Tally the lines of the records below that contain the string "white", with case counting. How many are there? Give only the number.
** BEGIN Data entries **
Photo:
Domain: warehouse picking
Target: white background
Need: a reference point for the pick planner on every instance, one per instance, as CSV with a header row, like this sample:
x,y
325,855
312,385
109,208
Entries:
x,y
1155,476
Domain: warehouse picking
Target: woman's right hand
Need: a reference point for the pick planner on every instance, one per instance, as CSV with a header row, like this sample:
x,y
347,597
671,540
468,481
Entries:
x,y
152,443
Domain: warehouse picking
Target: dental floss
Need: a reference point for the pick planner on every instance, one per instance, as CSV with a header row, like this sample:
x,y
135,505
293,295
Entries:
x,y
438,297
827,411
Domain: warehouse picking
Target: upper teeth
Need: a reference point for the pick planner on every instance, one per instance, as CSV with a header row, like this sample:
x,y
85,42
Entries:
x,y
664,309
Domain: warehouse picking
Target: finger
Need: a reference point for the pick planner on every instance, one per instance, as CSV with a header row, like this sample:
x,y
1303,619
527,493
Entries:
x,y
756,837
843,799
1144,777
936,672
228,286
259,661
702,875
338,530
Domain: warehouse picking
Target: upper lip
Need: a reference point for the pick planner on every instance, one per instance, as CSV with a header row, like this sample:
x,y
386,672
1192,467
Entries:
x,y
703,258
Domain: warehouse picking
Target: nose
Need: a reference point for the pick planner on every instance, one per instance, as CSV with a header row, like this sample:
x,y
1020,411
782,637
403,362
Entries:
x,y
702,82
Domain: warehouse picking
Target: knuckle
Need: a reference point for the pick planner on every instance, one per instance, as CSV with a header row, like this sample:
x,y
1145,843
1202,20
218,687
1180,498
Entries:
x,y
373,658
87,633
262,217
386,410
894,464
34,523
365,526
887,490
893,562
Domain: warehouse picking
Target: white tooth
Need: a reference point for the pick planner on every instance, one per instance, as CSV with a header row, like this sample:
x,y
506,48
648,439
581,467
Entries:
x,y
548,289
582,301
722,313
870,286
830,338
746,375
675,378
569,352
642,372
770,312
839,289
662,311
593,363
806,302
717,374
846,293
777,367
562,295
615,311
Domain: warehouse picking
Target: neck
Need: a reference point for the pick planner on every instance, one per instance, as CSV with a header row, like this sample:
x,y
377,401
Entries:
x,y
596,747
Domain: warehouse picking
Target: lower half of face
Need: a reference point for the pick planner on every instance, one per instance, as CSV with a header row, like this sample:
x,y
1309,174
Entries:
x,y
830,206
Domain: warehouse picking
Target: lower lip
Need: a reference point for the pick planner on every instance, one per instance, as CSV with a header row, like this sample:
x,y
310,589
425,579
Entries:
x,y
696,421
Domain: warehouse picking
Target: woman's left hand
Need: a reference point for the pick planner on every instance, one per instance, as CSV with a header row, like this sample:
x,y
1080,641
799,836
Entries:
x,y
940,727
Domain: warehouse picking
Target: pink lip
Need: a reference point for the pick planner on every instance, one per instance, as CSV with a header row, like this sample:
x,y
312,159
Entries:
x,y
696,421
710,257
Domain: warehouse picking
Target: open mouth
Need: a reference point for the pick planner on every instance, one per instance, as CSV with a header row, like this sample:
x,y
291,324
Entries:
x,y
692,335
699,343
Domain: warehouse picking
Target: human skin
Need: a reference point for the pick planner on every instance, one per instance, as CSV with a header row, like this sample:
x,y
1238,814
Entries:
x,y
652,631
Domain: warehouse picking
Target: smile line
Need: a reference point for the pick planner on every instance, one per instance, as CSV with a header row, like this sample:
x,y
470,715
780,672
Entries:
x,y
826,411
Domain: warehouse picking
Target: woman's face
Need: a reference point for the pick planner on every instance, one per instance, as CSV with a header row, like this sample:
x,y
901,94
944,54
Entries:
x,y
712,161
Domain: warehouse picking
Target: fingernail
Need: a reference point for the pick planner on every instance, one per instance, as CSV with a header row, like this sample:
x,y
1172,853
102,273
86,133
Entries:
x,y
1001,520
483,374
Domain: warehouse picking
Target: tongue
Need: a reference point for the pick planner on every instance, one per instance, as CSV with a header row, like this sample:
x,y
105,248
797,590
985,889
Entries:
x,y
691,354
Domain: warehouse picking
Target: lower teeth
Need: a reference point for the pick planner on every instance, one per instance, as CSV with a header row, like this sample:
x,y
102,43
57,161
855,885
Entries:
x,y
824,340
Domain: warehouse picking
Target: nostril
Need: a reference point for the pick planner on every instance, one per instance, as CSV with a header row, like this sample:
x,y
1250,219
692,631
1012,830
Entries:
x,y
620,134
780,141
** END Data entries **
Result:
2